Article 1964 : Sont aléatoires par essence les contrats dans lesquels chacune des parties court une chance de gain en même temps qu’un risque de perte, dépendant en leur totalité d’un événement incertain.
Tels sont :
- Le jeu et le pari ;
- La rente viagère, quand elle est constituée à titre onéreux ;
- La tontine.
Le contrat d’assurance est aléatoire soit par essence, soit par détermination de la loi.
Article 1965 : Est incertain l’événement dont les parties ignorent, lors de la conclusion du contrat, s’il s’accomplira ou même qu’il est déjà accompli.
À défaut d’incertitude, le contrat est nul.
Article 1966 : Ces contrats ne donnent pas lieu à rescision pour cause de lésion, aussi énorme soit-elle.
Toutefois, si la chance de gain de l’une des parties était dérisoire, cette partie peut demander l’annulation de son engagement.

Lignes de données.
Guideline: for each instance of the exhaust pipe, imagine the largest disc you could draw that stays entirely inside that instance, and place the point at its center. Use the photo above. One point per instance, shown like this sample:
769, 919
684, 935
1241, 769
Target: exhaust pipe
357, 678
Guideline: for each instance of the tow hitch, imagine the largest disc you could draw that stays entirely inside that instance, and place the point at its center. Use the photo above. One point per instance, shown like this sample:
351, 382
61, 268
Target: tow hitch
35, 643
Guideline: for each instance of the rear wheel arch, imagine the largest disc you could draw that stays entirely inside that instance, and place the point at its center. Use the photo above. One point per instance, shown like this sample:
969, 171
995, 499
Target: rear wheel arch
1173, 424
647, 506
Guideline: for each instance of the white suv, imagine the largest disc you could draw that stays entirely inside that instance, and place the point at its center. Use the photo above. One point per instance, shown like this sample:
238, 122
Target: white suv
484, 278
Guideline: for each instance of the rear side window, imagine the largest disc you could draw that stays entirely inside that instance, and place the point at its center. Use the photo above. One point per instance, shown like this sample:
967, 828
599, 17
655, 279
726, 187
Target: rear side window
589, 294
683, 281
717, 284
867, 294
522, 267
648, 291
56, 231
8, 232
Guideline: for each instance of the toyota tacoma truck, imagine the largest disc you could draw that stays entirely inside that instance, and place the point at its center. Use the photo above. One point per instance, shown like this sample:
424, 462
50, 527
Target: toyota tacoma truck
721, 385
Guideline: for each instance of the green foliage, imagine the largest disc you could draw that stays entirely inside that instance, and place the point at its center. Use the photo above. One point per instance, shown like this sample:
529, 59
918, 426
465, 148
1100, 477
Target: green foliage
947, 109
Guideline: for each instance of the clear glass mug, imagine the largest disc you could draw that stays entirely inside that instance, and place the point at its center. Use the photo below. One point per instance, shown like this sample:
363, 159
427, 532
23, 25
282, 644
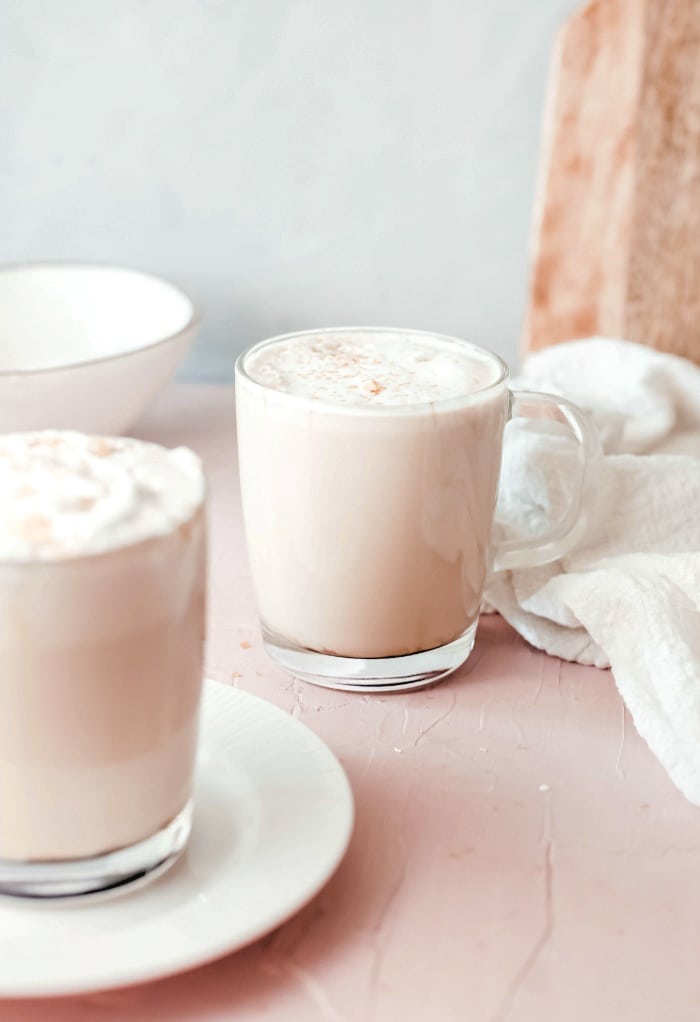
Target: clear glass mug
99, 704
369, 529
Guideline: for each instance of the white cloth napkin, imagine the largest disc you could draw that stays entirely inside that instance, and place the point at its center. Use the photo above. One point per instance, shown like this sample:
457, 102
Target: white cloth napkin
627, 596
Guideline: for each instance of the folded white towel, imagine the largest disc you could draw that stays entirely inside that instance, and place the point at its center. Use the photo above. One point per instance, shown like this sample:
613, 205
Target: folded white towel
627, 596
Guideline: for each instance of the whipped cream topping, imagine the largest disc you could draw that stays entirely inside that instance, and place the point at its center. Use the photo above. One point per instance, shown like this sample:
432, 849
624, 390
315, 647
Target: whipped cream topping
65, 495
370, 369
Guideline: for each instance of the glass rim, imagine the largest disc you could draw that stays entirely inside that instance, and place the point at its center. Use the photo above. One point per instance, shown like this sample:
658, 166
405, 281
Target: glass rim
445, 404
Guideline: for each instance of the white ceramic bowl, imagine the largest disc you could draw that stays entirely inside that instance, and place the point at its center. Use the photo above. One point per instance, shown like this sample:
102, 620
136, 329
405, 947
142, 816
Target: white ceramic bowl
87, 346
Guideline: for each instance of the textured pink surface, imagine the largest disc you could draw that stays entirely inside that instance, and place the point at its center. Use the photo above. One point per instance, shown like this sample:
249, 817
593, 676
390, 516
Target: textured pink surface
518, 853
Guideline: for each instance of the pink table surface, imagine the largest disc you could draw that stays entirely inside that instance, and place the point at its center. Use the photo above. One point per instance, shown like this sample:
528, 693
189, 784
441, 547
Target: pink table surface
518, 852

Objet de la consigne. Recopiez le passage du texte fourni qui commence aux mots « Article 1964 : Sont » et s'achève après « - La tontine. », en changeant « viagère » en « perpétuelle ».

Réponse.
Article 1964 : Sont aléatoires par essence les contrats dans lesquels chacune des parties court une chance de gain en même temps qu’un risque de perte, dépendant en leur totalité d’un événement incertain.
Tels sont :
- Le jeu et le pari ;
- La rente perpétuelle, quand elle est constituée à titre onéreux ;
- La tontine.